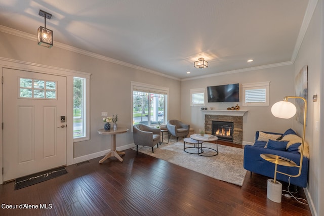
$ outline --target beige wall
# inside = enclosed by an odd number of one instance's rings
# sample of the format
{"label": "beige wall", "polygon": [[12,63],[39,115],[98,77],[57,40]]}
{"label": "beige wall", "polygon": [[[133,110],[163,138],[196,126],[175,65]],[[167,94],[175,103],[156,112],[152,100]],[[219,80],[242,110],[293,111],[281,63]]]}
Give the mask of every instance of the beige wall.
{"label": "beige wall", "polygon": [[[276,102],[282,100],[287,95],[293,95],[294,66],[292,64],[271,68],[260,69],[229,75],[215,76],[181,82],[181,119],[190,124],[195,129],[204,128],[204,113],[201,107],[190,106],[190,90],[208,86],[229,83],[240,84],[241,110],[248,110],[243,116],[243,142],[254,142],[256,131],[261,130],[284,133],[291,127],[291,120],[283,120],[274,117],[271,113],[271,107]],[[204,73],[203,71],[201,71]],[[269,106],[242,106],[242,83],[270,81]],[[225,110],[235,106],[236,103],[207,103],[207,107]],[[234,111],[233,111],[234,112]]]}
{"label": "beige wall", "polygon": [[[307,124],[305,139],[309,144],[310,160],[307,190],[312,199],[312,203],[311,203],[311,204],[314,205],[313,207],[317,215],[318,215],[324,214],[324,202],[322,200],[324,194],[320,193],[320,187],[322,187],[321,185],[323,181],[322,178],[319,177],[320,170],[323,170],[323,167],[321,167],[320,164],[323,164],[322,155],[324,153],[323,148],[321,148],[322,142],[320,142],[320,139],[321,134],[323,134],[322,125],[321,126],[319,123],[321,85],[323,84],[323,1],[320,1],[299,50],[295,62],[294,70],[296,76],[304,65],[308,66]],[[319,27],[321,27],[321,29]],[[321,76],[322,79],[320,78]],[[322,89],[321,91],[322,94]],[[318,97],[318,101],[313,102],[312,96],[316,94]],[[316,122],[318,122],[319,126],[317,131],[315,129]],[[297,131],[299,134],[302,134],[302,124],[294,121],[293,125],[294,129]]]}
{"label": "beige wall", "polygon": [[[0,32],[0,41],[1,57],[91,73],[91,139],[74,143],[74,158],[110,148],[109,136],[97,133],[103,127],[102,111],[108,112],[109,115],[118,114],[118,125],[130,128],[131,81],[169,88],[169,118],[180,115],[179,80],[60,49],[55,42],[50,49],[37,46],[36,41],[3,32]],[[116,139],[117,147],[134,143],[133,134],[129,132]]]}

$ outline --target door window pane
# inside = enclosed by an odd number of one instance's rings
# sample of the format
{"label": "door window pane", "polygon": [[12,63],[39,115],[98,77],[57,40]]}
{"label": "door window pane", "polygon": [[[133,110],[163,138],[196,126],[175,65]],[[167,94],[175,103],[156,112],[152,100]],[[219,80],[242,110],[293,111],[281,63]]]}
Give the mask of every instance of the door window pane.
{"label": "door window pane", "polygon": [[56,82],[47,81],[46,89],[56,89]]}
{"label": "door window pane", "polygon": [[44,90],[34,90],[34,98],[45,98],[45,96],[44,95]]}
{"label": "door window pane", "polygon": [[32,79],[24,78],[20,78],[20,87],[31,88]]}
{"label": "door window pane", "polygon": [[31,89],[20,89],[21,98],[32,98],[32,91]]}
{"label": "door window pane", "polygon": [[[19,97],[24,99],[56,99],[56,82],[19,78]],[[49,90],[49,91],[48,91]]]}

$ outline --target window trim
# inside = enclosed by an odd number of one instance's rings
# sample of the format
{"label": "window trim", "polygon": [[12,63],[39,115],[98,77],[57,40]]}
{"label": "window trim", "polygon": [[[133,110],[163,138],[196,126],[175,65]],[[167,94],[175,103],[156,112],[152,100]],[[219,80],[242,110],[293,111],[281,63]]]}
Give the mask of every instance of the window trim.
{"label": "window trim", "polygon": [[[269,106],[269,89],[270,81],[242,84],[242,106]],[[265,89],[265,102],[246,103],[246,91],[255,89]]]}
{"label": "window trim", "polygon": [[169,90],[168,87],[160,87],[158,85],[147,84],[142,82],[138,82],[134,81],[131,81],[131,133],[133,133],[133,107],[134,107],[133,96],[134,91],[143,91],[143,92],[149,92],[151,93],[160,94],[166,95],[167,99],[165,100],[166,104],[165,107],[166,110],[164,110],[165,122],[168,121],[168,113],[169,110]]}
{"label": "window trim", "polygon": [[[204,103],[200,104],[194,104],[192,103],[192,95],[194,94],[204,94]],[[190,106],[206,106],[206,88],[199,88],[199,89],[190,89]]]}

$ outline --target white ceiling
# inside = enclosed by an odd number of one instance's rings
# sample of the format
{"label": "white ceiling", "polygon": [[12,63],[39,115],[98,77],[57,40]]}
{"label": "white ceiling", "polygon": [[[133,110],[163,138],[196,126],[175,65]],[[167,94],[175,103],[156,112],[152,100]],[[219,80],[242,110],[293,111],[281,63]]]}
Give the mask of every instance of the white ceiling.
{"label": "white ceiling", "polygon": [[[0,0],[0,25],[36,36],[44,25],[42,10],[52,14],[46,25],[54,47],[68,45],[186,79],[293,61],[313,2]],[[208,68],[193,67],[200,57]]]}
++++++++++
Restate the data above word for word. Skip every picture.

Answer =
$ outline --target beige wall
# inside = enclosed by an odd number of one instance's rings
# sample of the format
{"label": "beige wall", "polygon": [[12,63],[39,115],[98,77],[57,40]]}
{"label": "beige wall", "polygon": [[[133,110],[163,138],[196,126],[175,65]],[[167,94],[175,103],[156,112],[152,100]],[[219,80],[242,110],[293,111],[281,63]]]}
Give the mask of every instance of the beige wall.
{"label": "beige wall", "polygon": [[[276,102],[282,100],[287,95],[293,95],[294,66],[292,64],[271,68],[260,69],[229,75],[215,76],[181,82],[181,119],[190,124],[195,129],[204,128],[204,113],[201,107],[190,106],[190,90],[208,86],[229,83],[240,84],[241,110],[248,110],[243,116],[243,142],[254,142],[256,131],[261,130],[284,133],[291,127],[291,120],[283,120],[274,117],[271,113],[271,107]],[[204,73],[203,71],[201,71]],[[269,106],[242,106],[242,83],[270,81]],[[225,110],[235,106],[236,103],[207,103],[207,107]],[[234,111],[233,111],[234,112]]]}
{"label": "beige wall", "polygon": [[[307,124],[305,139],[309,144],[310,160],[307,190],[312,199],[312,203],[311,203],[311,204],[314,205],[313,207],[317,215],[318,215],[324,214],[324,202],[322,200],[324,194],[320,193],[320,187],[322,187],[321,185],[323,181],[322,178],[319,177],[320,170],[323,170],[323,167],[321,167],[320,164],[323,164],[322,155],[324,153],[323,148],[321,148],[322,142],[320,142],[320,139],[321,134],[323,134],[322,125],[321,126],[319,123],[321,85],[323,84],[323,1],[320,1],[299,50],[295,62],[294,70],[296,76],[304,65],[308,66]],[[319,27],[321,27],[321,29]],[[321,76],[322,79],[320,78]],[[322,89],[321,91],[322,94]],[[318,97],[318,101],[313,102],[312,96],[316,94]],[[316,122],[318,122],[319,126],[317,131],[315,129]],[[297,131],[299,134],[302,134],[302,124],[294,121],[293,125],[294,129]]]}
{"label": "beige wall", "polygon": [[[0,32],[0,41],[1,57],[91,73],[91,139],[74,143],[74,158],[110,148],[109,136],[97,133],[103,127],[102,111],[108,112],[109,115],[118,114],[118,125],[130,128],[131,81],[169,88],[169,118],[180,115],[179,80],[60,49],[55,42],[50,49],[37,46],[36,41],[3,32]],[[116,139],[117,147],[134,143],[133,134],[129,132]]]}

$ outline --target door window pane
# inside = enclosed by an odd number of one instance's rings
# sample of the format
{"label": "door window pane", "polygon": [[12,63],[39,115],[98,77],[57,40]]}
{"label": "door window pane", "polygon": [[[133,110],[163,138],[196,126],[175,65]],[[167,94],[175,103],[156,112],[152,100]],[[219,80],[242,110],[293,111],[281,63]]]}
Give the mask of every instance of the door window pane.
{"label": "door window pane", "polygon": [[56,82],[47,81],[46,89],[56,89]]}
{"label": "door window pane", "polygon": [[44,90],[34,90],[34,98],[45,98],[45,96],[44,95]]}
{"label": "door window pane", "polygon": [[32,79],[24,78],[20,78],[20,87],[31,88]]}
{"label": "door window pane", "polygon": [[31,89],[20,89],[21,98],[32,98],[32,91]]}
{"label": "door window pane", "polygon": [[[19,97],[24,99],[56,99],[56,82],[19,78]],[[49,90],[49,91],[48,91]]]}

$ outline --target window trim
# inside = enclosed by an odd number of one instance's rings
# sample of the format
{"label": "window trim", "polygon": [[12,63],[39,115],[98,77],[57,40]]}
{"label": "window trim", "polygon": [[[133,110],[163,138],[196,126],[175,65]],[[167,94],[175,103],[156,112],[152,100]],[[219,80],[242,110],[293,111],[281,63]]]}
Give the mask of every instance of the window trim.
{"label": "window trim", "polygon": [[[269,106],[269,89],[270,81],[242,84],[242,106]],[[265,89],[265,102],[246,103],[246,91],[255,89]]]}
{"label": "window trim", "polygon": [[169,90],[168,87],[160,87],[158,85],[147,84],[142,82],[138,82],[134,81],[131,81],[131,133],[133,133],[133,107],[134,107],[133,96],[134,91],[143,91],[143,92],[149,92],[151,93],[160,94],[166,95],[167,99],[165,100],[166,104],[165,107],[166,110],[164,110],[165,122],[168,121],[168,113],[169,110]]}
{"label": "window trim", "polygon": [[[204,103],[200,104],[194,104],[192,103],[192,95],[194,94],[204,94]],[[190,106],[206,106],[206,88],[199,88],[199,89],[190,89]]]}

$ outline --target white ceiling
# inside = enclosed by an odd number of one instance's rings
# sample of the format
{"label": "white ceiling", "polygon": [[12,63],[39,115],[98,77],[57,40]]}
{"label": "white ceiling", "polygon": [[[133,110],[163,138],[196,126],[175,65]],[[167,94],[175,103],[156,112],[152,100]],[[219,80],[242,110],[293,111],[281,63]]]}
Give the mask of every instance of the white ceiling.
{"label": "white ceiling", "polygon": [[[0,0],[0,25],[36,36],[44,25],[42,10],[52,14],[46,25],[54,47],[68,45],[186,79],[293,61],[313,2]],[[208,68],[193,67],[200,57]]]}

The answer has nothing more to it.